→ PROBLEM STATEMENT:
In your answer, repeat each line of the data exactly.

→ INFORMATION SUPPLIED:
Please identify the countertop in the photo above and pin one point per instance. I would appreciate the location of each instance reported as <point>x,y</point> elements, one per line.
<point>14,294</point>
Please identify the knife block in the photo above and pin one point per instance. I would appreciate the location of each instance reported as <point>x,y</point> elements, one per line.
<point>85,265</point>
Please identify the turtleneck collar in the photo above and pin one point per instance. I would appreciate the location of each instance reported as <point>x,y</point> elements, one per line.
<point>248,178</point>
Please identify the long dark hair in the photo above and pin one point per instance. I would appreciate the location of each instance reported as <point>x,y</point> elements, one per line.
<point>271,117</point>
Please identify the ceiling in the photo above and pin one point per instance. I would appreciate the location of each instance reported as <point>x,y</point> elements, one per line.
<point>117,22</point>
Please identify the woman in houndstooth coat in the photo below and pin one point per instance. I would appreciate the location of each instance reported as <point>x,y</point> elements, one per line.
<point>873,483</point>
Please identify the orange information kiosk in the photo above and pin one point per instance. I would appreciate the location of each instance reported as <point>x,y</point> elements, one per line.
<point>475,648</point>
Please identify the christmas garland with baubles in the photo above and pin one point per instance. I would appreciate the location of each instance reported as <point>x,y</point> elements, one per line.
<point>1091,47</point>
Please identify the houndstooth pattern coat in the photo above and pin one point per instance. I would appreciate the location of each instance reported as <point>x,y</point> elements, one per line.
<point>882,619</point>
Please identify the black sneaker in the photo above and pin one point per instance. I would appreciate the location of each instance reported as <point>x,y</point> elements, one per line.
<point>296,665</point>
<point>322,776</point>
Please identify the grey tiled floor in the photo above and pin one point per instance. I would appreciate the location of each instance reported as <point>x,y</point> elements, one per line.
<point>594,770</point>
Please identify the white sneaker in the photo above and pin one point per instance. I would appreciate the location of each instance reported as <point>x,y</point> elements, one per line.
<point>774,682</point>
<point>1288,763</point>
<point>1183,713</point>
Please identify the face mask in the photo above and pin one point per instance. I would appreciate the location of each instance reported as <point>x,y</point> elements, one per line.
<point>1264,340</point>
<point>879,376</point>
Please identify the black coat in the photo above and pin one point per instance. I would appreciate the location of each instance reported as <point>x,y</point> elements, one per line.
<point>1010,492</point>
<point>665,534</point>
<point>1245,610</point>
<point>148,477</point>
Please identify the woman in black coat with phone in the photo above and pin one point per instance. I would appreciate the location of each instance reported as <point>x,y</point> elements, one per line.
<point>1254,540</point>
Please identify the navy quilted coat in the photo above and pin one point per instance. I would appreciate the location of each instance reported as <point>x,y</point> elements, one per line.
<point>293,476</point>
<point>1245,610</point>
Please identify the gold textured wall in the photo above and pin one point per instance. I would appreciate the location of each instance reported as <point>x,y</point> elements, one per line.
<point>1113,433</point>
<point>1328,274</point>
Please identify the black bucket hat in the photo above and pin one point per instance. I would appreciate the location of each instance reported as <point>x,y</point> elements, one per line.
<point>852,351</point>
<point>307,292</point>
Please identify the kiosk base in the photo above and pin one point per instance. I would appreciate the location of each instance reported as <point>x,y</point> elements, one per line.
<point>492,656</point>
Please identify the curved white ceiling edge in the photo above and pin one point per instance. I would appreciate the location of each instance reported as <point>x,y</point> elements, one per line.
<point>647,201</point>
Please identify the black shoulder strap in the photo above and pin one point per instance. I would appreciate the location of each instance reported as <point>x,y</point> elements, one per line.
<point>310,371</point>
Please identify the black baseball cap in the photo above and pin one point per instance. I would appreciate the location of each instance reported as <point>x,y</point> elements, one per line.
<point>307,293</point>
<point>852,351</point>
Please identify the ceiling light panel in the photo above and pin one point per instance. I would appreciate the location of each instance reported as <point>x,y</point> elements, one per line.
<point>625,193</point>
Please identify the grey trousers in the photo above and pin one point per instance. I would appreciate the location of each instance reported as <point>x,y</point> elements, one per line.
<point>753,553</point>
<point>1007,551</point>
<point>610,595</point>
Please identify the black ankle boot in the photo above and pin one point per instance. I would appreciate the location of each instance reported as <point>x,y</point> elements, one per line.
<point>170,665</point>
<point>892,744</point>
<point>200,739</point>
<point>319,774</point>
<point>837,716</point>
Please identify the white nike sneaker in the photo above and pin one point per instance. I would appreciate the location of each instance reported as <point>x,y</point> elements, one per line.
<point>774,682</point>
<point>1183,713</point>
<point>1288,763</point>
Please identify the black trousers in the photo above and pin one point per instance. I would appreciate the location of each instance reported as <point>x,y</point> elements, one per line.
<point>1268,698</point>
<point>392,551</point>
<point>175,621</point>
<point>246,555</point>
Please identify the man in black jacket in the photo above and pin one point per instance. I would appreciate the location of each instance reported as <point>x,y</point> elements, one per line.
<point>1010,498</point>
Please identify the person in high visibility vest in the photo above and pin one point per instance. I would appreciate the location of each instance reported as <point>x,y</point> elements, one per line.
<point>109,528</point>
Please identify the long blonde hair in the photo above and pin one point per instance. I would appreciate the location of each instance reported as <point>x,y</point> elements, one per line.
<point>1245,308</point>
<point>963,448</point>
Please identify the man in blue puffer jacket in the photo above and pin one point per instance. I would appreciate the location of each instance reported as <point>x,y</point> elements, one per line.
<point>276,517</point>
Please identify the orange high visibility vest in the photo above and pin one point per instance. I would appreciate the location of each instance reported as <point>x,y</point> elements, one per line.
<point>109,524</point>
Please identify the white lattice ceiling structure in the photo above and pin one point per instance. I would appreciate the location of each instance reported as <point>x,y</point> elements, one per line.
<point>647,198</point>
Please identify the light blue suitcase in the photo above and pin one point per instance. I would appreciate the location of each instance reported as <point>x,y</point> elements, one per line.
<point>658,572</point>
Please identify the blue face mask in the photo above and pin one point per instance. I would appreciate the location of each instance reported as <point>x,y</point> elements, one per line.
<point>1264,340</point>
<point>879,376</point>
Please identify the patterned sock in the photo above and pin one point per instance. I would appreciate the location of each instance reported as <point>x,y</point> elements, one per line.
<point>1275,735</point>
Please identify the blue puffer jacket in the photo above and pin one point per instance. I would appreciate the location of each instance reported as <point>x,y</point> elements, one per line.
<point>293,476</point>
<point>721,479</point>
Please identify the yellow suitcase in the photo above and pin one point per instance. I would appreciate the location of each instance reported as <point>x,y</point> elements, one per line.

→ RESPONSE TO THIS EXERCISE:
Please identify the countertop in the photo above and pin one point per instance. I would appreciate the location of each instance reported as <point>x,y</point> elements, one per line.
<point>14,294</point>
Please identify the knife block in the photo above and pin one point per instance. I would appreciate the location of each instance reported as <point>x,y</point> elements, one per line.
<point>85,265</point>
Please identify the turtleneck collar in the photo above and pin one point per instance. I would appreciate the location of each instance reported as <point>x,y</point> elements, one per line.
<point>248,178</point>
Please identify the long dark hair in the photo above and pin one point per instance. I would appreciate the location of each instance reported as <point>x,y</point> elements, one per line.
<point>271,117</point>
Please identify the ceiling in the photo above and pin one point per instance. I would appreciate the location of each instance reported as <point>x,y</point> elements, one per line.
<point>117,22</point>
Please identify the woman in houndstooth coat in the photo below and pin one point per instance. I would appreciate the location of each instance reported as <point>x,y</point> elements, one per line.
<point>873,483</point>
Please identify the orange information kiosk in the photo above and pin one point per instance. I would appreciate the location of each instance reported as <point>x,y</point> elements, one per line.
<point>475,648</point>
Please identify the christmas garland with baubles in the photo above and pin one point per instance. I would appreciate the location of each instance reported as <point>x,y</point> elements, one per line.
<point>1091,47</point>
Please identify the houndstooth pattern coat in the photo above and pin one point per instance. I would appreciate the location of each instance reported as <point>x,y</point> elements, one per line.
<point>882,619</point>
Please identify the black sneaker in the photo above and pin one point per instance. I would appreciate the location of each instance reported as <point>x,y</point> elements, one per line.
<point>296,665</point>
<point>322,776</point>
Please identify the grey tiled floor in the photo above and pin one point per instance. I would appreciate the location of each instance reported as <point>x,y</point> elements, one per line.
<point>594,770</point>
Please identify the white sneaker in the photo above and pin one point per instance. I would appreciate the location of each instance reported as <point>x,y</point> elements, one per line.
<point>774,682</point>
<point>1288,763</point>
<point>1183,713</point>
Please identify the face mask in the photo above and pin one point per instance. I would appreciate the location of each instance reported as <point>x,y</point> elements, one per line.
<point>1264,340</point>
<point>879,376</point>
Please identify the black coat in the photo above and pin one point per instance. I would appreciate the location of each instance reported as <point>x,y</point> elements, one per line.
<point>1010,492</point>
<point>665,534</point>
<point>1245,610</point>
<point>148,477</point>
Please identify the woman in black coat with phone in the photo above and pin one point per instance. I would appreciate the location of each instance reported as <point>x,y</point> elements, one per line.
<point>1254,540</point>
Please identify the navy quilted coat in the photo above and pin one point per instance. I would appreciate the location of each instance reported as <point>x,y</point> elements, one per line.
<point>293,476</point>
<point>1245,610</point>
Please identify the gold textured wall in the photo above and pin one point per instance. I would appreciate the location of each instance reported as <point>x,y</point> elements, one per line.
<point>1113,433</point>
<point>1328,274</point>
Please identify the black bucket hat in the photo above and pin one point per instance. I would appreciate the location of each instance reported as <point>x,y</point> elements, one per line.
<point>852,351</point>
<point>307,292</point>
Please identify the kiosk base in the photo above and pin one point per instance. I would appreciate the location of each instance reported as <point>x,y</point> elements, one per line.
<point>492,656</point>
Please identify the curved white ceiling edge in the photo above and pin one point per instance. I would appreciate the location of each instance reported as <point>x,y</point> elements, one per line.
<point>647,201</point>
Please identify the black shoulder strap in the photo above and pin one point per instance. I would appreciate the location of each instance reported as <point>x,y</point> elements, one per line.
<point>310,371</point>
Please identify the black baseball cap in the photo above and pin one point per instance. I would appreciate the location of each instance reported as <point>x,y</point> elements, one per line.
<point>307,293</point>
<point>852,351</point>
Please identify the ceiling light panel in the photo above and pin one point per instance. I would appreciate the location of each instance reported as <point>x,y</point> elements, one per line.
<point>625,193</point>
Please identify the grey trousers in the photo above and pin one point per instance. I would appreciate the location of each instance reported as <point>x,y</point> elements, one per line.
<point>753,553</point>
<point>1007,551</point>
<point>610,595</point>
Please identify the black ankle boot in the photo above and pin one point per instance. I would appreciate the location of each instance reported as <point>x,y</point> elements, one per line.
<point>170,665</point>
<point>892,744</point>
<point>200,739</point>
<point>319,774</point>
<point>837,716</point>
Please identify the white nike sneaker in the photo above and pin one point per instance. I would appreciate the location of each instance reported as <point>x,y</point> elements, one per line.
<point>774,682</point>
<point>1183,713</point>
<point>1288,763</point>
Please identify the black trousers in the photo above and pin one point per instance. I would appreciate the location of each instance reported as <point>x,y</point> elements, one per line.
<point>1268,698</point>
<point>392,551</point>
<point>175,621</point>
<point>246,555</point>
Please identify the man in black jacket in the photo above and pin one point per instance. I would appreciate the location of each instance reported as <point>x,y</point> elements, one per line.
<point>1010,498</point>
Please identify the person in high visibility vest in the photo above and pin one point per instance. I would appreciate the location of each instance reported as <point>x,y</point> elements, one per line.
<point>109,528</point>
Please identify the long blonde hair in the photo above and pin one point per instance. I would appreciate the location of each instance reported as <point>x,y</point> elements, one per line.
<point>1245,308</point>
<point>963,448</point>
Please identify the man in blue puffer jacket in the photo above and pin one point per instance. I would appreciate the location of each instance reported as <point>x,y</point> elements, one per line.
<point>276,517</point>
Please identify the orange high visibility vest in the photo above and pin one point per instance. I would appreciate the location of each instance reported as <point>x,y</point> elements, one per line.
<point>109,524</point>
Please identify the white lattice ceiling structure in the photo above and pin one point per instance. I would appreciate the location of each instance reported as <point>x,y</point> elements, one per line.
<point>647,198</point>
Please identify the light blue suitcase in the photo above and pin one point per instance. I would appreciate the location of each instance reported as <point>x,y</point> elements, one per line.
<point>658,572</point>
Please identify the blue face mask in the photo above and pin one point per instance. I would appreciate the location of each instance reported as <point>x,y</point> elements, one per line.
<point>1264,340</point>
<point>879,376</point>
Please identify the patterned sock in the photo above and pin one point per instance. I would appreciate the location of each instance reported as <point>x,y</point> elements, one per line.
<point>1275,735</point>
Please identify the blue puffer jacket in the photo above and pin one point per instance. I would appreciate the location of each instance reported as <point>x,y</point> elements, one per line.
<point>293,476</point>
<point>721,479</point>
Please identify the yellow suitcase in the photo above and pin one point per instance. I would appreciate the location of each instance reported as <point>x,y</point> elements, one per line.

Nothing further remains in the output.